Exercise aim: Set down exactly, with nothing added, the lines from the one containing "Target: pedestrian on path" through the end of the entries.
::: Information supplied
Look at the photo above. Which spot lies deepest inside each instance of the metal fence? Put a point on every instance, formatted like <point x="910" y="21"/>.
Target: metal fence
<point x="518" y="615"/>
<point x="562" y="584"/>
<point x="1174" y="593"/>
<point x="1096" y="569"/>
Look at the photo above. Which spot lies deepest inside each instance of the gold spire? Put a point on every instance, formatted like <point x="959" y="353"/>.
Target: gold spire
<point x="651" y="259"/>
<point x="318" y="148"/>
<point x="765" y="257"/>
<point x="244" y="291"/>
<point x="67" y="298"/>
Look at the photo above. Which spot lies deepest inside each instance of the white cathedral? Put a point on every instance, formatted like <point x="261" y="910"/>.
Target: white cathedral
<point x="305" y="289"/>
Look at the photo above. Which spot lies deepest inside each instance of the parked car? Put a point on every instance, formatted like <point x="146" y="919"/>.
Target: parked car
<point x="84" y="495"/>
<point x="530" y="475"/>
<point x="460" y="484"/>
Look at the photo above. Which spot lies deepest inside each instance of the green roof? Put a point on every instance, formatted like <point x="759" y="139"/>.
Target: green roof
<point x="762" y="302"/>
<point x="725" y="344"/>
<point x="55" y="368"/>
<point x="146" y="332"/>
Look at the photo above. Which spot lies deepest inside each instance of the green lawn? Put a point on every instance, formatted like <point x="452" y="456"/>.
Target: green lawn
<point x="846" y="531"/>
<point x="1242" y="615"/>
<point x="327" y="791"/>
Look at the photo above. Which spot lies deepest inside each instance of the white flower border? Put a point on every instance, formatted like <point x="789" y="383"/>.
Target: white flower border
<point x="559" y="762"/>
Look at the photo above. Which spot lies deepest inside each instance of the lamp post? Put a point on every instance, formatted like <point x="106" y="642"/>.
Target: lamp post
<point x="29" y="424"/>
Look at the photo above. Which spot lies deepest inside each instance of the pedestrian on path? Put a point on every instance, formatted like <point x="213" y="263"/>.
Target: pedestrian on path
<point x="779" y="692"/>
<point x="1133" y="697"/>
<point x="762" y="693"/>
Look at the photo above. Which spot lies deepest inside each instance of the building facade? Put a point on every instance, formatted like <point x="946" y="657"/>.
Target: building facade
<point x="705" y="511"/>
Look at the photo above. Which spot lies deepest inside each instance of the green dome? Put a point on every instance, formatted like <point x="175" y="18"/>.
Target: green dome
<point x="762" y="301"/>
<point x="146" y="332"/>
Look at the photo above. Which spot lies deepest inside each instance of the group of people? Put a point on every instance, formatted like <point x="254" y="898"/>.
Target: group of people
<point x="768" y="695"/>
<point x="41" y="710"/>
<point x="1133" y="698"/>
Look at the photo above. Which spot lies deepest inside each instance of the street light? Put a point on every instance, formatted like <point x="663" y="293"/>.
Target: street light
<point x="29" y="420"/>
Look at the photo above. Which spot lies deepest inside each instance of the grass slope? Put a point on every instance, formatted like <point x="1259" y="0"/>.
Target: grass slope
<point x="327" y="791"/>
::::::
Your solution:
Target: pedestrian on path
<point x="779" y="692"/>
<point x="1133" y="697"/>
<point x="762" y="693"/>
Look at the photo above. Which spot lies deepest inside each instance of the building facade? Put a point on every instance, formatted like <point x="946" y="657"/>.
Target: building facade
<point x="705" y="511"/>
Look at the photo above. Which spot lies deepest inside each instance of the green dome? Put a point on every instance, formatted like <point x="175" y="18"/>.
Target: green dome
<point x="762" y="301"/>
<point x="146" y="332"/>
Look at the photo above. Which spot lies deepest inside each instance of the group of people? Put a point on every instance, formatted like <point x="254" y="898"/>.
Target: group of people
<point x="768" y="695"/>
<point x="41" y="710"/>
<point x="1133" y="698"/>
Look at the photo above. Which spot lies deepest inside each instance of the street light? Put a point on every instance, formatted like <point x="663" y="293"/>.
Target: street light
<point x="29" y="420"/>
Look at the photo above. Which spot lies deepest inside each instance of the grass slope? Put a point on every instance, formatted like <point x="1259" y="0"/>.
Target: grass slope
<point x="327" y="791"/>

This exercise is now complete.